Continue the text about Mari Castañeda's media research and advocacy, picking up after its final sentence.

— begin Document text —

Castañeda is building a Media Justice Network which already includes a number of local media networks, including La Prensa, Tertulia, El Sol Latino, and the Latino Youth Media Institute of WGBY.

As a Chicana growing up in Southern California, UMass Amherst communications expert Mari Castañeda thought critically about the injustices present in her borderland hometown—a skill she is now teaching in her media and communications classes. Castañeda incorporates a personal element into her research and activism, and by doing so she gives voice to underserved populations.

“A lot of the research that I do is very intimately connected to my background, who I am…I feel like I’m contributing to a larger theoretical understanding but also participating in a larger movement,” says Castañeda.

Her research is aptly timed—the Latino media movement is exploding as big-media networks clamor to build Hispanic audiences. The influx of Latino-oriented content presents a unique opportunity for Castañeda to investigate the changing media landscape and its impacts on Latino communities. Castañeda is conducting research across the media spectrum using feminist and critical race theories as lenses to illuminate inequalities in the industry. Since she arrived on campus in 2000, Castañeda has built strong connections through Latino media advocacy work in nearby Springfield and Holyoke. This is an important theme in Castañeda’s work—she believes community service, activism, teaching, advocacy and research are intrinsically connected ideas that should not be separated, and she has won several awards for her ability to integrate them.

— end Document text —
— begin Supplied data —

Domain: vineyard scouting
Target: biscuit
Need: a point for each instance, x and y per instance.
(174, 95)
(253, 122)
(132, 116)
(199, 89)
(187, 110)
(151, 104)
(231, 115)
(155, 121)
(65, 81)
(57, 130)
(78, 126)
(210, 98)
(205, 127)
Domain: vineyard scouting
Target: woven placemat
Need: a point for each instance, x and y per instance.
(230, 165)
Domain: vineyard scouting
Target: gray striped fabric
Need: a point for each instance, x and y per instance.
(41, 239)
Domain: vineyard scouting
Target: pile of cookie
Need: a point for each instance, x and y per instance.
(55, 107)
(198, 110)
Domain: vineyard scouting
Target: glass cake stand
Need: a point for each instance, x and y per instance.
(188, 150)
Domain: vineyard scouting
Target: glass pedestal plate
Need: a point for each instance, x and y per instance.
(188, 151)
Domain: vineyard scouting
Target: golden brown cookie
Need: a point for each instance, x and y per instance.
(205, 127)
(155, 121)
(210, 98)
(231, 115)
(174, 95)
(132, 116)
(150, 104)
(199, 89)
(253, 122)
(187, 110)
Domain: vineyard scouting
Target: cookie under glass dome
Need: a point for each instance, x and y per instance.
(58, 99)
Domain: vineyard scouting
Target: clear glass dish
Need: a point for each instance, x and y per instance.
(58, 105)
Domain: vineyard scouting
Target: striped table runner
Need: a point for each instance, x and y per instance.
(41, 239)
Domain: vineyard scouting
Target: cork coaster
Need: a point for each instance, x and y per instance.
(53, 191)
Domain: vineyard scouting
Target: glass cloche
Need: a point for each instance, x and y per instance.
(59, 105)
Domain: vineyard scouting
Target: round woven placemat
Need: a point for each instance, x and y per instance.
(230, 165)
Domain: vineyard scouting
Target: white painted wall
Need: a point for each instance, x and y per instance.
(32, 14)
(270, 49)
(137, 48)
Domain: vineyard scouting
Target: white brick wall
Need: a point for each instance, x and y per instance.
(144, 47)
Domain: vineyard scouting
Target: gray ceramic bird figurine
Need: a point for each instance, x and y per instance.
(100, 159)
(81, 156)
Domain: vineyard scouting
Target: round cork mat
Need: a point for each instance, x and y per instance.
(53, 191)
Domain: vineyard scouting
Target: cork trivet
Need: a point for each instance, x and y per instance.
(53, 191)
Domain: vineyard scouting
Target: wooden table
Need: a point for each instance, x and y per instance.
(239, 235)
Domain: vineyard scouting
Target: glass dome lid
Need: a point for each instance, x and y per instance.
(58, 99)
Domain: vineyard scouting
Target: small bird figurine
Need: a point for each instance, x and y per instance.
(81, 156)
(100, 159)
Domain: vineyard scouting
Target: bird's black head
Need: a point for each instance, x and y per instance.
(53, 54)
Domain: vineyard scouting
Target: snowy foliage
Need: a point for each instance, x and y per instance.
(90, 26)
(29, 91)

— end Supplied data —

**Response for this exercise**
Castañeda teaches in the Communication Department, which has a core group of experts focused on the interplay between media and politics. Along with colleague Martha Fuentes-Bautista, she was recently awarded funding by the Five College Public Policy Initiative to jumpstart a Media Justice Network for the Pioneer Valley. In addition to this grant, the Five College Women Studies Research Center awarded Castañeda, Fuentes-Bautista, Bernadine Mellis, and Demetria Shabazz a digital humanities grant to start a Feminist Media Justice Colloquium. Castañeda sees the funding as “laying the foundations” for a major media justice consortium. The funding is helping her build new ties to local media networks, which already include La Prensa, Tertulia, El Sol Latino, and the Latino Youth Media Institute of WGBY. Farther afield, Castañeda is researching media outlets across the country and their impacts on emerging Latino communities with hopes of incorporating them into the network. Castañeda and her colleagues are designing the Media Justice Network to be an open forum for people to discuss media-related issues and work to bridge gaps within the community.

As communications technology continues to advance, Castañeda and her colleagues are investigating ways to pass policies that will promote fair and equal online access. Just as the Penny Press made newspapers affordable to the average citizen in the 1830’s, internet enabled devices are becoming more far-reaching. However, major issues remain in creating a standardized online experience that people of all ages, races, backgrounds, and geographic locations can enjoy.

Castañeda points out these media injustices extend to the global level as well. Maquiladoras, young Mexican female laborers, are working under unfair conditions to produce high-technology devices for distribution in the United States. She emphasizes that from labor to production, and content to access, it is important to look at the whole picture.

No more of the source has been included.